_Exercise prompt_: Find every line in the items below that contains the word "half", and copy each of those lines.

_Recorded information_:
○ ○ ○

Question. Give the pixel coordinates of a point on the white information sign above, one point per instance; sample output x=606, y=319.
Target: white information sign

○ ○ ○

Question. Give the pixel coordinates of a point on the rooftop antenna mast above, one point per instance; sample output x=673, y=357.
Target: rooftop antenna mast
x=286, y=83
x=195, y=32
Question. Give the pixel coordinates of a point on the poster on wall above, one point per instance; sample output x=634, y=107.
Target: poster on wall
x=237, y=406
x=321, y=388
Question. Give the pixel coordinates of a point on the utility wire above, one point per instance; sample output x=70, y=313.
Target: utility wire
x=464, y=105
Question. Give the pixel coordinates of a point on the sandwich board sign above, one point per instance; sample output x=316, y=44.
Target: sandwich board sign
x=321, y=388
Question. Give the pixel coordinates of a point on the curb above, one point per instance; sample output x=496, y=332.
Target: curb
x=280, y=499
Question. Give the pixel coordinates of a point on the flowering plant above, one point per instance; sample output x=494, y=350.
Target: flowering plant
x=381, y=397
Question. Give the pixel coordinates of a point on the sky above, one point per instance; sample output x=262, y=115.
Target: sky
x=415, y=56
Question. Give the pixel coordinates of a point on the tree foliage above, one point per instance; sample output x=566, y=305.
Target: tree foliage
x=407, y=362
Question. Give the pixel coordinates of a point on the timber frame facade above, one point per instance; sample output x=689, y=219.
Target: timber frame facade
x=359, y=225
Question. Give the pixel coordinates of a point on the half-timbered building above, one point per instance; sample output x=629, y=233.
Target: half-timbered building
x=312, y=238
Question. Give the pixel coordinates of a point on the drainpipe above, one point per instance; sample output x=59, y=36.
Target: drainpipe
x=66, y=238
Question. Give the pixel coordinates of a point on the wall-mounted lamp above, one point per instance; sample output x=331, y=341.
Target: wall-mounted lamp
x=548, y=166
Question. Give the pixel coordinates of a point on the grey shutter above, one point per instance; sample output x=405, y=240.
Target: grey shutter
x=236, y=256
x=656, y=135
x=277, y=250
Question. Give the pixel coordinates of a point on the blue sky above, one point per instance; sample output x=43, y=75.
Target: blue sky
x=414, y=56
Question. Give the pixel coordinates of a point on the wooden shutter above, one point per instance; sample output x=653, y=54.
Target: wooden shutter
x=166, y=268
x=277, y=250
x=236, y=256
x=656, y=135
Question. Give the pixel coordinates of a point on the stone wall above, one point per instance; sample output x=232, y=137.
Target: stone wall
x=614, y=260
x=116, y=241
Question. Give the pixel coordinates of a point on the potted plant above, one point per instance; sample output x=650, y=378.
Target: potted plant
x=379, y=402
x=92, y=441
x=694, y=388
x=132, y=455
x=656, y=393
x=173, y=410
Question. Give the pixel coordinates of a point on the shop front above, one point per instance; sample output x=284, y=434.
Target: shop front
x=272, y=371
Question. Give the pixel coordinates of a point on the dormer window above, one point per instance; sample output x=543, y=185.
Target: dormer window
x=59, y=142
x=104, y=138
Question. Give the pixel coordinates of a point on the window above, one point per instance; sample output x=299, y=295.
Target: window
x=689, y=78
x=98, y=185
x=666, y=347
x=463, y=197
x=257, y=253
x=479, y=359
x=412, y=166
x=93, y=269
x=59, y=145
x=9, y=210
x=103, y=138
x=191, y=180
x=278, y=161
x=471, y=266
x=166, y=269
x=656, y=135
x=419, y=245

○ ○ ○

_Result below_:
Question. Give the pixel coordinates of a point on the half-timbered building above, one point per instance; sample output x=629, y=233.
Target: half-timbered building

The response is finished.